# Too hot for comfort.?



## raynipper (Aug 4, 2008)

I am often surprised reading mhf and chatting to friends and family who go on holiday to hot places and then complain about the heat.
I personally suffer with big temperature changes and would avoid going to any extremely hot or cold environment.

We have family in Madrid and Turkey all summer and although they both have a pool, we often chat on Skype and see them sweating it out exhausted and difficulty sleeping.
We all know the Mediterranean, Agean and Gulf of Mexico are going to be damn hot at around 36c. to 40c. in high summer. Why do people subject themselves to it.?

Ray.


----------



## chilly (Apr 20, 2007)

A good question. 
I actually think it's ingrained in Brits' DNA. 
A lot of British people think our climate is rubbish so head off to the hottest place they can afford so they can boast how hot it is and grind their friends in! >


----------



## raynipper (Aug 4, 2008)

I wonder if it's the 'Lemming' effect. 
Wet summer in UK so all off to the Med next year. Terrorists in North Africa so all off to the Dordogne next year.
I'm sure we move like flocks of Starlings. 

Ray.


----------



## 747 (Oct 2, 2009)

[Records]
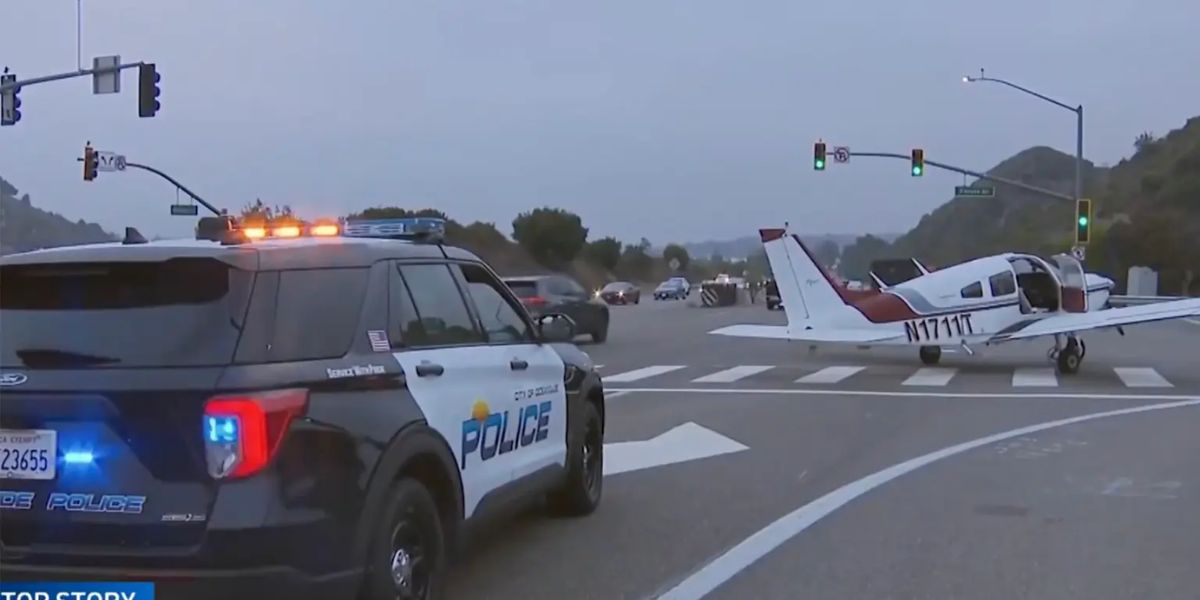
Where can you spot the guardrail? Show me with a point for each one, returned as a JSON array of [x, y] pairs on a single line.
[[1117, 300]]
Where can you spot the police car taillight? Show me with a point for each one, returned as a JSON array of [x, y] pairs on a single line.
[[244, 431], [286, 232]]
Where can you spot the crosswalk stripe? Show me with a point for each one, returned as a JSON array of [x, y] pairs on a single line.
[[1141, 377], [829, 375], [931, 376], [1031, 377], [733, 375], [641, 373]]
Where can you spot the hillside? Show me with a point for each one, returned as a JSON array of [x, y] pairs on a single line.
[[1146, 213], [24, 227]]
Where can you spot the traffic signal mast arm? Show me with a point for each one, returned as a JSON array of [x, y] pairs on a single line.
[[168, 178], [82, 72], [967, 172]]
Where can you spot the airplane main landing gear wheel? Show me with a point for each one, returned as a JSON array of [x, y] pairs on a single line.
[[1071, 357]]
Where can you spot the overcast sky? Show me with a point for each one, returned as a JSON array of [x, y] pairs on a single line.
[[688, 119]]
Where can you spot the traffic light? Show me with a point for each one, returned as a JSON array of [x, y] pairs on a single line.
[[148, 90], [10, 101], [1083, 221], [89, 163]]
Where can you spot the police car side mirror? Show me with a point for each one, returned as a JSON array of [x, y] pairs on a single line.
[[556, 328]]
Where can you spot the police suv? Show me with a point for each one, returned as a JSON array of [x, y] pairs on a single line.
[[311, 412]]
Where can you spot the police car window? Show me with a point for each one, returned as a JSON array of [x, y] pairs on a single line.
[[563, 287], [442, 317], [1002, 283], [303, 315], [178, 312], [573, 287], [501, 319]]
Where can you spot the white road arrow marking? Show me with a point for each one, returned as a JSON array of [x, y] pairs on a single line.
[[688, 442]]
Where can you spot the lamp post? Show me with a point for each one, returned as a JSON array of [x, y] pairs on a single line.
[[1079, 123]]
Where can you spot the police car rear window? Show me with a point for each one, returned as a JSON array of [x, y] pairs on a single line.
[[523, 288], [303, 315], [178, 312]]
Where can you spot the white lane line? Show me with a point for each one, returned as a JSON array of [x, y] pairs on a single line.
[[1141, 377], [829, 375], [931, 376], [641, 373], [733, 375], [745, 553], [823, 391], [1035, 377]]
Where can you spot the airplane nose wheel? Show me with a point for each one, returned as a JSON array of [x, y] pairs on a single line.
[[1069, 357]]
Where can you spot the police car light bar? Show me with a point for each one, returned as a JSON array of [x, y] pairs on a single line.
[[417, 228]]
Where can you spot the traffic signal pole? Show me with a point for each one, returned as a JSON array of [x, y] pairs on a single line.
[[967, 172]]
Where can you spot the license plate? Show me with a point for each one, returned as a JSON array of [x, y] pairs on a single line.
[[28, 454]]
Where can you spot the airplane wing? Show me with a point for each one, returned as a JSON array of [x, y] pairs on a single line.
[[807, 335], [1099, 319]]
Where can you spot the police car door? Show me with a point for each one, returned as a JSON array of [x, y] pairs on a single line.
[[459, 382], [537, 426]]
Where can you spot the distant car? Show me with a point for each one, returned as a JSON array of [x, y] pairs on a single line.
[[549, 294], [675, 288], [621, 292], [773, 300]]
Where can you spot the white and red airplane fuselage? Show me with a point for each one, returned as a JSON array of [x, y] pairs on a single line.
[[988, 300]]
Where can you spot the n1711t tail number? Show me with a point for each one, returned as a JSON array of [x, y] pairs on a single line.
[[939, 328]]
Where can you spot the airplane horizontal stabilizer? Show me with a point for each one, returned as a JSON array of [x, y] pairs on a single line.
[[807, 335], [1101, 319]]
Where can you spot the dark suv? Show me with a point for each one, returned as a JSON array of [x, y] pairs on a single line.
[[307, 418], [544, 294]]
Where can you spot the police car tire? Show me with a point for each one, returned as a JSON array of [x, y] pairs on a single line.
[[601, 333], [408, 499], [577, 497]]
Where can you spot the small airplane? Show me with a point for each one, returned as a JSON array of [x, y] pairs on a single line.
[[989, 300]]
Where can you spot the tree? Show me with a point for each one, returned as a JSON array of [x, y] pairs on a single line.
[[604, 252], [827, 252], [635, 261], [552, 237], [1143, 142], [259, 211], [677, 252]]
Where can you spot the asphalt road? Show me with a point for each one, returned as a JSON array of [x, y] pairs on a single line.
[[1098, 508]]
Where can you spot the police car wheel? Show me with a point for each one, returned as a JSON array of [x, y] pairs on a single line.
[[580, 495], [407, 559]]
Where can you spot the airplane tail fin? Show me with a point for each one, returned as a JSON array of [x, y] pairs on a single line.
[[810, 297]]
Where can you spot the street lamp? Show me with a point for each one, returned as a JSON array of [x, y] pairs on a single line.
[[1079, 123]]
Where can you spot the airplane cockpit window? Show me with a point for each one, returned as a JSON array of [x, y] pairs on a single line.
[[1071, 271], [972, 291], [1002, 285], [1036, 283]]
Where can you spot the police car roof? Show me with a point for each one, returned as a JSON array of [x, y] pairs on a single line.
[[262, 255]]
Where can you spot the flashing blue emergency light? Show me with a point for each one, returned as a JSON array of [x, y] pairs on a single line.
[[222, 430], [415, 228], [78, 457]]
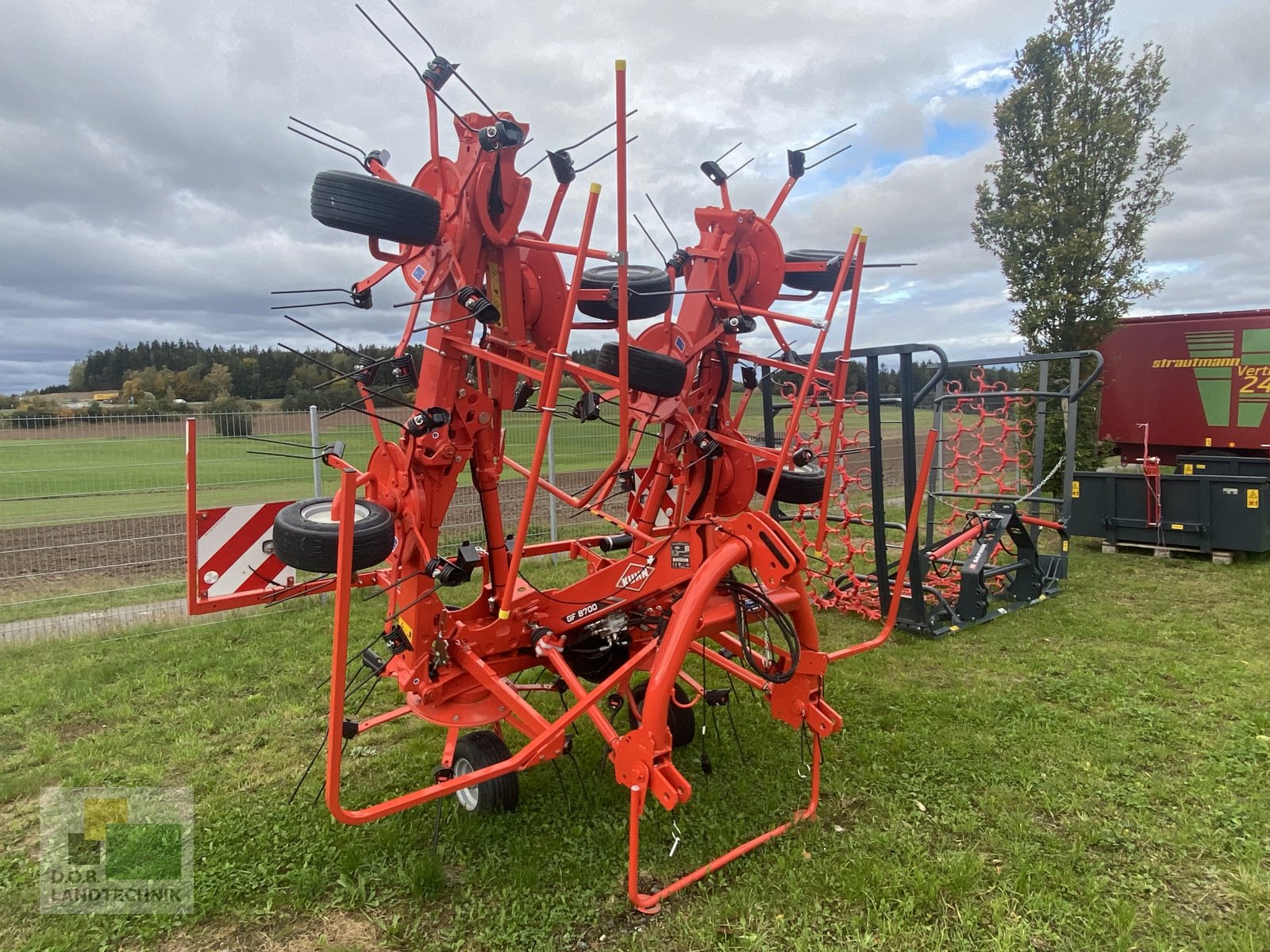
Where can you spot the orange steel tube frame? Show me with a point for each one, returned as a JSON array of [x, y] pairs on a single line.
[[484, 244], [905, 555]]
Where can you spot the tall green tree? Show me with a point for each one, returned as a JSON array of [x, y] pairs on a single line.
[[1083, 171]]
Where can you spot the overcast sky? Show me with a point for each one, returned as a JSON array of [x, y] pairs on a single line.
[[149, 188]]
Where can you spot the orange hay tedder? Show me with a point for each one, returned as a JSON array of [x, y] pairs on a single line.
[[694, 569]]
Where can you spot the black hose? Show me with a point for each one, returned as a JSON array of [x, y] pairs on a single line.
[[741, 590]]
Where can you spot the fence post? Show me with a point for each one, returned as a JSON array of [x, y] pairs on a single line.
[[552, 514], [313, 437]]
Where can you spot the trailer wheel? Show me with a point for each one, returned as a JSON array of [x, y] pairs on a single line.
[[814, 281], [648, 291], [681, 720], [374, 207], [649, 372], [306, 536], [475, 752], [804, 486]]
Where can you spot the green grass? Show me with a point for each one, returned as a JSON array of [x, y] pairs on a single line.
[[71, 480], [1085, 774]]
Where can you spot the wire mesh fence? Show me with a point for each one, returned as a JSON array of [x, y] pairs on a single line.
[[92, 512]]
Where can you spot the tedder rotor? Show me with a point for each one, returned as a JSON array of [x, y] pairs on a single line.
[[695, 568]]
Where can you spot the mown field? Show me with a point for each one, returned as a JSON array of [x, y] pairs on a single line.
[[1085, 774], [84, 479]]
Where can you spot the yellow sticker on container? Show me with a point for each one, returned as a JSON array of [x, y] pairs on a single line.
[[495, 287]]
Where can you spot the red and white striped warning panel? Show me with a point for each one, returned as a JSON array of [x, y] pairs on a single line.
[[235, 550]]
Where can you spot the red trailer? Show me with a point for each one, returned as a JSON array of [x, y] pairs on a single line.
[[1202, 381]]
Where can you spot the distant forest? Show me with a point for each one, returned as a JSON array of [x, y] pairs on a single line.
[[163, 371]]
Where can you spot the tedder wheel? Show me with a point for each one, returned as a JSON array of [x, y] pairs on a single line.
[[804, 486], [306, 537], [475, 752], [814, 281], [374, 207], [649, 372], [648, 291], [681, 720]]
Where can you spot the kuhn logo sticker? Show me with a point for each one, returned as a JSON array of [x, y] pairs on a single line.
[[634, 579]]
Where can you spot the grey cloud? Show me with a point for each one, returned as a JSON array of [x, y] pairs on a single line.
[[148, 187]]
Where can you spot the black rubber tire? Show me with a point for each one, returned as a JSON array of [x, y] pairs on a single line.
[[804, 486], [814, 281], [648, 291], [374, 207], [475, 752], [305, 539], [681, 720], [649, 372]]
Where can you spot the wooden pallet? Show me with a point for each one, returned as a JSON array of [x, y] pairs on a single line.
[[1218, 555]]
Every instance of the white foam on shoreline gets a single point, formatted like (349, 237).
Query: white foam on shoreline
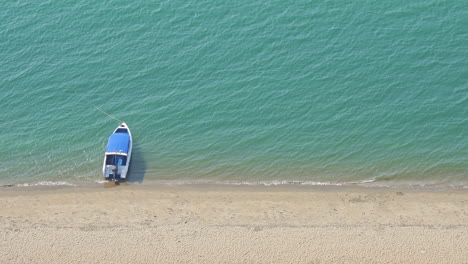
(45, 183)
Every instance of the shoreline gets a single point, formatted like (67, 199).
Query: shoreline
(300, 184)
(231, 224)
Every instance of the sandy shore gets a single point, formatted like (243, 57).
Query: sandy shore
(232, 224)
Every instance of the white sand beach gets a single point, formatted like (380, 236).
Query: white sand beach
(232, 224)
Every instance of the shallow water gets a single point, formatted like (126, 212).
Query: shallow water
(215, 91)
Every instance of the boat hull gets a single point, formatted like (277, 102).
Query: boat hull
(118, 154)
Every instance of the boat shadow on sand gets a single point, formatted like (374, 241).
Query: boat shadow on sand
(136, 172)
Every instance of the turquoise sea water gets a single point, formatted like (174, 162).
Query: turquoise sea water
(237, 91)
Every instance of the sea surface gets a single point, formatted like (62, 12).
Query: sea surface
(237, 92)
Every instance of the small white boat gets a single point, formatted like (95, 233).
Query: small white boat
(118, 154)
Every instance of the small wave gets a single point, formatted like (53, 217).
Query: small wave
(45, 183)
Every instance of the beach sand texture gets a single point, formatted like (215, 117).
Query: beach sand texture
(233, 224)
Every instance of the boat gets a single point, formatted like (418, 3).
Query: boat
(118, 154)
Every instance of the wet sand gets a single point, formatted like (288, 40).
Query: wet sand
(232, 224)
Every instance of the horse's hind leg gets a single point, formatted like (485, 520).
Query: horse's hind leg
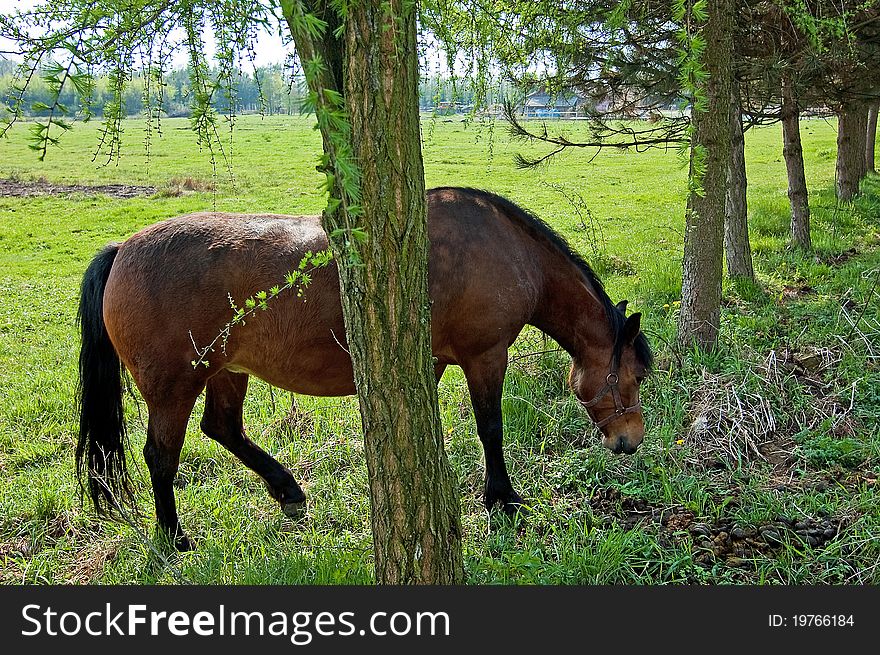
(222, 421)
(166, 430)
(485, 379)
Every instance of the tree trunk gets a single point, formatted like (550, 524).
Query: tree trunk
(793, 154)
(852, 129)
(871, 136)
(384, 286)
(704, 220)
(736, 225)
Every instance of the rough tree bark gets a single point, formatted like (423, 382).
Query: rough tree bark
(852, 129)
(793, 154)
(736, 225)
(871, 136)
(414, 501)
(699, 319)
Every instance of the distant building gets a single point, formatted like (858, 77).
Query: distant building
(546, 105)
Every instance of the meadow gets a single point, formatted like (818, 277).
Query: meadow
(760, 462)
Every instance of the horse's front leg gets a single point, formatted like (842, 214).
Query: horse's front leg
(485, 379)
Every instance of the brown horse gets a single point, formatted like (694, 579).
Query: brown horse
(494, 268)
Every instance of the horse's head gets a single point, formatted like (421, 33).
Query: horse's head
(609, 387)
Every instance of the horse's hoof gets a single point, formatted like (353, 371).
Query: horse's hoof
(294, 509)
(184, 544)
(515, 506)
(510, 502)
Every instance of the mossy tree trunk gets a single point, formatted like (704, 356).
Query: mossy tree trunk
(699, 319)
(852, 129)
(793, 154)
(871, 137)
(737, 249)
(384, 286)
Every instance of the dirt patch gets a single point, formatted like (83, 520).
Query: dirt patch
(724, 540)
(797, 291)
(11, 188)
(841, 258)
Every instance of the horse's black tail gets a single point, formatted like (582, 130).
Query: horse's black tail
(100, 450)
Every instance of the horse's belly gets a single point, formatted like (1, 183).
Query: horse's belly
(311, 371)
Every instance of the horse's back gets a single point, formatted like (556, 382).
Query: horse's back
(485, 277)
(171, 286)
(170, 292)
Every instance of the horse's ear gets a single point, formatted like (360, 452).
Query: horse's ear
(632, 327)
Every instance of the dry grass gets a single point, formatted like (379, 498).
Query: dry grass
(181, 186)
(752, 416)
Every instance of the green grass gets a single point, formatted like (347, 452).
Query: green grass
(596, 517)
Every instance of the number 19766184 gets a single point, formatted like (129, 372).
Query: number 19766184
(811, 620)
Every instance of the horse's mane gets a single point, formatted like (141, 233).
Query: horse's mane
(537, 228)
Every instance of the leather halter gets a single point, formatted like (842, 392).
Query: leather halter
(611, 382)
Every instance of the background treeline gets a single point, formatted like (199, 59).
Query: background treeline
(268, 90)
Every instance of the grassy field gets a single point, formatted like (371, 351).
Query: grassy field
(759, 466)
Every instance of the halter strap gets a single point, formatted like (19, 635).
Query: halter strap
(611, 382)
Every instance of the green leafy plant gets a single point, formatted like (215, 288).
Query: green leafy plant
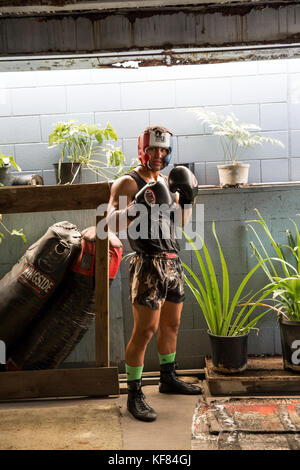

[Problems and tasks]
1. In the forum thread about holiday heat, what temperature range does raynipper expect in high summer for the Mediterranean, Aegean and Gulf of Mexico?
2. Continue the forum thread about holiday heat from the point where it stops.
The items have nothing to do with the forum thread about holiday heat.

[Task responses]
1. Around 36°C to 40°C.

2.
People can acclimatise to heat quite quickly Ray.


Sensible people don't sit out in the midday Sun ...... apart from mad dogs and Englishmen.


Never had a great problem with heat and worked 10 or 12 hours a day in it.


Your skin does change if you get a lot of Sun. My Mrs used to go mad at me on a long haul holiday. She would be laid on a sunbed, surrounded by lots of skin creams, aftersun and the like. I never put anything on my skin, I would sit in the shade with a book and a beer but always finished up browner than her. :laugh:


----------



## nicholsong (May 26, 2009)

Ray

I agree.

My ideal tmperature is in the 20-25C range in the day, so that it is still comfortable for sailing, cyling etc., and balmy in the evening, even if one needs a sweater at 2300.

I think that maybe one of the problems is that some people do not read the weather/climate statistics correctly - e.g. looking at average maximum (or daily) temperatures and do not factor in the diurnal variations that can occur. Some holiday brochures may be guilty of the same lax approach to the ststistics, by not stating exactly what they are publishing.

I bet much more than 50% of people cannot describe the difference between 'median' and 'average'.

Shall we have a poll?:kiss:

Geoff


----------



## raynipper (Aug 4, 2008)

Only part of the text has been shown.